━━ Entries shown ━━

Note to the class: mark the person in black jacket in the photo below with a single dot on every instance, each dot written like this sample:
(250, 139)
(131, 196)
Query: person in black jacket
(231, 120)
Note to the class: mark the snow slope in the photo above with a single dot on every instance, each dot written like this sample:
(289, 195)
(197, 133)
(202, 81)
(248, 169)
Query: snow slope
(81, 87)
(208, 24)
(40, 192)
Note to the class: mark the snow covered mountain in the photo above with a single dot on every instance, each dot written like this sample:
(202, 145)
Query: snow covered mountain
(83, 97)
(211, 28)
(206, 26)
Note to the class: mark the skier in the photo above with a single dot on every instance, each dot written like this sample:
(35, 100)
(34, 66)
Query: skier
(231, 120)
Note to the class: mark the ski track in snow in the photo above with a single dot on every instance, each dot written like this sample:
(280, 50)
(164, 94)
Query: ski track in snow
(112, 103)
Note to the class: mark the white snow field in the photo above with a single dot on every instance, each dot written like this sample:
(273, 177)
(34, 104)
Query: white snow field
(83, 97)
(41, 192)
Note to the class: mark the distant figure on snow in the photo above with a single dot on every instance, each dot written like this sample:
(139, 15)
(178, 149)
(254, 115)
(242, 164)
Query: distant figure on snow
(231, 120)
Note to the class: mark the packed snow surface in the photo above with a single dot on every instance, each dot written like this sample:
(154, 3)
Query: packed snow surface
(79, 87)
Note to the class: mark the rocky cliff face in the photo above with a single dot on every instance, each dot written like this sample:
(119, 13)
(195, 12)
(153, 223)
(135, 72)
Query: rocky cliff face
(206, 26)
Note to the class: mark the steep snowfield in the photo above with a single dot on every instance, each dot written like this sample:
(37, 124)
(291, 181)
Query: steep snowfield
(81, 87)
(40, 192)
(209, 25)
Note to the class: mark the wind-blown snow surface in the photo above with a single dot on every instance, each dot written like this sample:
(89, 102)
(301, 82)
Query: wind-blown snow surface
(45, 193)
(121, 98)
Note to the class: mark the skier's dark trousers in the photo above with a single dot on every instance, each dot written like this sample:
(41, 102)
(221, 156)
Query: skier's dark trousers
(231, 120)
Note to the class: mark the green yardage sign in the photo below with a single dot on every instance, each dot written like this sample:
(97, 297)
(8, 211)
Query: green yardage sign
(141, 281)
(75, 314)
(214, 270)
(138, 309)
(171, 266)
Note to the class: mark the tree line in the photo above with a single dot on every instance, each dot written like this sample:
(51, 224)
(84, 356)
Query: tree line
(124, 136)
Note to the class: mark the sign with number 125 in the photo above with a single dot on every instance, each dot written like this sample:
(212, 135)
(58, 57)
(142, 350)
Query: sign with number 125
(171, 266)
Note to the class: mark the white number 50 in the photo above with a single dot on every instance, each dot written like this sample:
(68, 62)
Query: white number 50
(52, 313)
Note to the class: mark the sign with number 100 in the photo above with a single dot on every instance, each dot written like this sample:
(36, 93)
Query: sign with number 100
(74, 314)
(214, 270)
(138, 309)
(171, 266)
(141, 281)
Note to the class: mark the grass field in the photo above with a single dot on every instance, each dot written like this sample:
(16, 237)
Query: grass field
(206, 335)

━━━
━━ Entries shown ━━

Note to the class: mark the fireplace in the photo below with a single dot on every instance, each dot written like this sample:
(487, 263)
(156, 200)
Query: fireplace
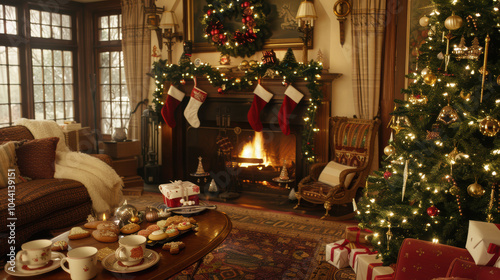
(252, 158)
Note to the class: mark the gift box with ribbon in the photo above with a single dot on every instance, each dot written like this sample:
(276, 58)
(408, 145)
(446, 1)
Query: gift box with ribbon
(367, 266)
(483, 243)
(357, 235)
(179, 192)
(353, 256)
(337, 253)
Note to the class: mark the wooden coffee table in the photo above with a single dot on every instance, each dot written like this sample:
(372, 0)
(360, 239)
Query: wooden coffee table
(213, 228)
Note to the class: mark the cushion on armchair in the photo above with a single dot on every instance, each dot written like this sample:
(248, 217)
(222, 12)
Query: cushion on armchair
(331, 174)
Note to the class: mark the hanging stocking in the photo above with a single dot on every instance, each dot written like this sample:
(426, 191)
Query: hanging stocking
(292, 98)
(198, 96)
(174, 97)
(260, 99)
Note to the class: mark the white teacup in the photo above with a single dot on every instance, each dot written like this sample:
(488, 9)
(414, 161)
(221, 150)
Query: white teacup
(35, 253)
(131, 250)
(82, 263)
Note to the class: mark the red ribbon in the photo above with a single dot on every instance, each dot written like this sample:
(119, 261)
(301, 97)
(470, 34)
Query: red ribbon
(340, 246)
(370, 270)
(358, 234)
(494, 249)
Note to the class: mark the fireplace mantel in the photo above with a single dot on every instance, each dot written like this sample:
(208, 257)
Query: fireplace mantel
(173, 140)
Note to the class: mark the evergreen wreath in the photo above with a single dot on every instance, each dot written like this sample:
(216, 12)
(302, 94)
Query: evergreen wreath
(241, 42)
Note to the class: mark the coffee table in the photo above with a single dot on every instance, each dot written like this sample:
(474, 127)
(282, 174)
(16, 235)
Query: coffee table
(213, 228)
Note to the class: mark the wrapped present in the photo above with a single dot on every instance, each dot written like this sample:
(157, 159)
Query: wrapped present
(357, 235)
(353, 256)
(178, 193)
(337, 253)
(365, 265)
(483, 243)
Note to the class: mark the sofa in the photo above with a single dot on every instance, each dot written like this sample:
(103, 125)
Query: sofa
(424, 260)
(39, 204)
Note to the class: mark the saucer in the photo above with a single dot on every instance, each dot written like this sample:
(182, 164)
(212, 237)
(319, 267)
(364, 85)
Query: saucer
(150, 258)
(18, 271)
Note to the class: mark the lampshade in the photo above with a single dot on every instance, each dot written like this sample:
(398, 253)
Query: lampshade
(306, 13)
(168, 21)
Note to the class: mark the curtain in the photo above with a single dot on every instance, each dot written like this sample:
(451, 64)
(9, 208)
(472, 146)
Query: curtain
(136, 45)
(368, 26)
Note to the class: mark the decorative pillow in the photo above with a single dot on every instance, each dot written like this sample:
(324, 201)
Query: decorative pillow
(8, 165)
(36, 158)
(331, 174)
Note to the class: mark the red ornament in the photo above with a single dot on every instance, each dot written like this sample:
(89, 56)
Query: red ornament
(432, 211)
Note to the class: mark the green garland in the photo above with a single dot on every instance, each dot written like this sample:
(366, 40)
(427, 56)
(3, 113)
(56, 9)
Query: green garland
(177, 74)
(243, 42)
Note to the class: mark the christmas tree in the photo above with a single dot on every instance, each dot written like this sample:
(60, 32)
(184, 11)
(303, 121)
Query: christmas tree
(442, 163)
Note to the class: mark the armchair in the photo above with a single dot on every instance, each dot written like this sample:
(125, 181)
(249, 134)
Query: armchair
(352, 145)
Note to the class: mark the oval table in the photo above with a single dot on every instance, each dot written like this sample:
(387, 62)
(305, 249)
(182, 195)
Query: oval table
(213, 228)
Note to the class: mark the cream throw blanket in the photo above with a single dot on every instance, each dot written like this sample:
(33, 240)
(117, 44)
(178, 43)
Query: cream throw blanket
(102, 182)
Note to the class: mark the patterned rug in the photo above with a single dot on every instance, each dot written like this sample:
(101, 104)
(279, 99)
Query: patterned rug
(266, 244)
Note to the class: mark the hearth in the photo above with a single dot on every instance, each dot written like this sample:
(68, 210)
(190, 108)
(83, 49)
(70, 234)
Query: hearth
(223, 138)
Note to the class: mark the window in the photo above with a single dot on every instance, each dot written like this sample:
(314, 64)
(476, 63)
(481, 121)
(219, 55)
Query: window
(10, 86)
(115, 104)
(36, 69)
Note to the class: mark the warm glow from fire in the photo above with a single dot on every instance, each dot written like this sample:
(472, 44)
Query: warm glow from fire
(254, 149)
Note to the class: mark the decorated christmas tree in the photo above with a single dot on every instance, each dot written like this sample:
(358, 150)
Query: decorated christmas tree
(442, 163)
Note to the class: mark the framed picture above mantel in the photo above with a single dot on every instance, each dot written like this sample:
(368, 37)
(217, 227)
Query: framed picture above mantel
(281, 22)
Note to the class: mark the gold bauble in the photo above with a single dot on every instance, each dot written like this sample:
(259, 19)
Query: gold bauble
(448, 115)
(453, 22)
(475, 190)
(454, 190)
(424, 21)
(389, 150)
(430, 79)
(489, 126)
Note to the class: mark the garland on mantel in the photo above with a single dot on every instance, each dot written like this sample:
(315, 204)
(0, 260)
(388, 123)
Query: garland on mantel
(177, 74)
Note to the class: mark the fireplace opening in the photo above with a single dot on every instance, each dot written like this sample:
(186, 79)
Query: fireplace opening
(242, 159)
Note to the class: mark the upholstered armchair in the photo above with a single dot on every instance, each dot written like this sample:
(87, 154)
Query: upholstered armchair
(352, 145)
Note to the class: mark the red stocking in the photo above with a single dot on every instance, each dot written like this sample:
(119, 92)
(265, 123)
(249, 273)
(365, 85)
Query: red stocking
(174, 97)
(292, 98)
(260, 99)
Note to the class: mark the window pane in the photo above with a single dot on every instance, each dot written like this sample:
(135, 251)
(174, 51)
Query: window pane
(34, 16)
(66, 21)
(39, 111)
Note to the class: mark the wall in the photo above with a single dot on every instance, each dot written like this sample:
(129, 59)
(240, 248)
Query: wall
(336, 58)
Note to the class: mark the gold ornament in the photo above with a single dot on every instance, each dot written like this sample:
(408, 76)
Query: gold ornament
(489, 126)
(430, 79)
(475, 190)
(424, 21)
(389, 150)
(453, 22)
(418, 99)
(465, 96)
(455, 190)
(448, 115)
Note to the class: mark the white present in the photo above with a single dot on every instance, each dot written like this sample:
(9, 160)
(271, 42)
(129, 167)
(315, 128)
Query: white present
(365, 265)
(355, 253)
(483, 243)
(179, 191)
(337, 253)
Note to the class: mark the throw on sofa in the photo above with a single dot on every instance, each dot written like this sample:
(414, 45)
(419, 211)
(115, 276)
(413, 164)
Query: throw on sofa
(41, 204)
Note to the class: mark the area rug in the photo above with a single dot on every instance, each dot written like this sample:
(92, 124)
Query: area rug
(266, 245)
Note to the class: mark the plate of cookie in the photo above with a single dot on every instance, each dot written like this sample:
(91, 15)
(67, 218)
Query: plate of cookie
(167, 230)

━━━
━━ Entries shown ━━

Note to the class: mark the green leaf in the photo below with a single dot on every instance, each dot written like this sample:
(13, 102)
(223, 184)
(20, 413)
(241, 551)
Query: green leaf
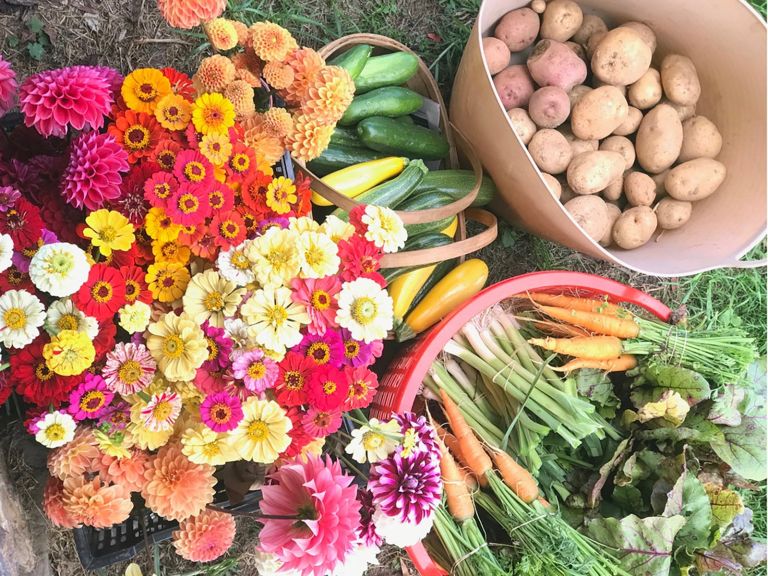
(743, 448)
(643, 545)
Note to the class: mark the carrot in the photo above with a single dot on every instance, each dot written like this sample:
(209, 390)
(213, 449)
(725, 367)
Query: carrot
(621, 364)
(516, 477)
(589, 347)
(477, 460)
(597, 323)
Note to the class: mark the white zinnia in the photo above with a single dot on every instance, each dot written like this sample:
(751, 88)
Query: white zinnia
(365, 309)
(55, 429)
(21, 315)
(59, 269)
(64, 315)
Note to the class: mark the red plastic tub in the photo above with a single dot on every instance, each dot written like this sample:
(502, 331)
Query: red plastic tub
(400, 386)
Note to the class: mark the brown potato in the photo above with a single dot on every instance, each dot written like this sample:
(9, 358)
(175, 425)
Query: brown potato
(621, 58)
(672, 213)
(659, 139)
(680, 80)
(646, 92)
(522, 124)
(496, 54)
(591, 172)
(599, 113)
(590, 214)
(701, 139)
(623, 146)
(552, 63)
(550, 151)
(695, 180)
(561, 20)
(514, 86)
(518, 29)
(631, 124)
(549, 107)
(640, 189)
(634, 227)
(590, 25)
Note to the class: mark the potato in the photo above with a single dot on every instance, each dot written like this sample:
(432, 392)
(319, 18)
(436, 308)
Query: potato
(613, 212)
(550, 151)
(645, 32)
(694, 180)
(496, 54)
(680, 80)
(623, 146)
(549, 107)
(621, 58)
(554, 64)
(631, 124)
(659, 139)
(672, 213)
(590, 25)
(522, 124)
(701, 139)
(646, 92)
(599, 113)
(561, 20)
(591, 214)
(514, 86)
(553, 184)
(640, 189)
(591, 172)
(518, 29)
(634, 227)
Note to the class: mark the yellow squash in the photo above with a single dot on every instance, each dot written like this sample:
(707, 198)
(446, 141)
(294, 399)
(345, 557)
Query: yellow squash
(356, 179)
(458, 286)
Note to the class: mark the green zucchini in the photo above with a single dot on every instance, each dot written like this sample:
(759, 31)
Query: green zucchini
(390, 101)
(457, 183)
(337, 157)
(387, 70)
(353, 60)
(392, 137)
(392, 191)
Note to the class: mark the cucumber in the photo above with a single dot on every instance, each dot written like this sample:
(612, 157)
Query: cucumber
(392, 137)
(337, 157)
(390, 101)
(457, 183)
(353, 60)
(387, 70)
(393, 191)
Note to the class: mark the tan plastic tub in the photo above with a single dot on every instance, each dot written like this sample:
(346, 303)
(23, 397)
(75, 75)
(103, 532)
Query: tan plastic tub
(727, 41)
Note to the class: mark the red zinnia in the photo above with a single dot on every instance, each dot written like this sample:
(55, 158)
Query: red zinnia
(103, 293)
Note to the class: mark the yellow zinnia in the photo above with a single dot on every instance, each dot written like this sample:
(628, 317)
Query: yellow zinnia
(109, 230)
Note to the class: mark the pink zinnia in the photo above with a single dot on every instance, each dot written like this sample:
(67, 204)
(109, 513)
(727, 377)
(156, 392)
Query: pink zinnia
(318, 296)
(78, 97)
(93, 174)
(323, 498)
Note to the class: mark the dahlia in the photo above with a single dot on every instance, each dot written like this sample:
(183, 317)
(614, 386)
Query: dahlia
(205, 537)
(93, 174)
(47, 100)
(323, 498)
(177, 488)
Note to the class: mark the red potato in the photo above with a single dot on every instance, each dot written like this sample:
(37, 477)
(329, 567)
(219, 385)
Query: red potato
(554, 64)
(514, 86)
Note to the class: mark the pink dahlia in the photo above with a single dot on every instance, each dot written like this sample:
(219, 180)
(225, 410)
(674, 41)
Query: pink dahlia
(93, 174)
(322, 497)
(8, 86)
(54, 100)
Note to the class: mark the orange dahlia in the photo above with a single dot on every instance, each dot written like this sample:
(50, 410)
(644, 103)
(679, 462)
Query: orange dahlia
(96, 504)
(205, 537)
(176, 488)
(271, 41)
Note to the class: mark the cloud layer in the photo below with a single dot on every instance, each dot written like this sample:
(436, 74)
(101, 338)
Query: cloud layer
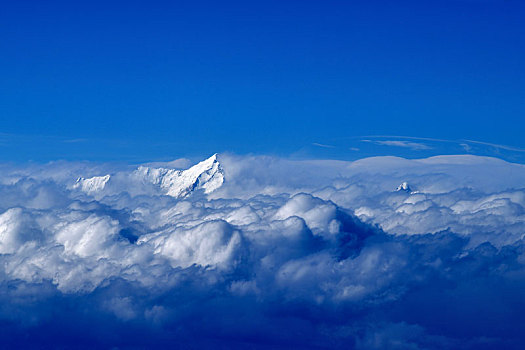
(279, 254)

━━━

### Set task
Copy out every line above that contains the word "cucumber".

### Final result
Note to the class: mark the cucumber in the photo above with a single dot on every instance, each dot written like this sample:
Query: cucumber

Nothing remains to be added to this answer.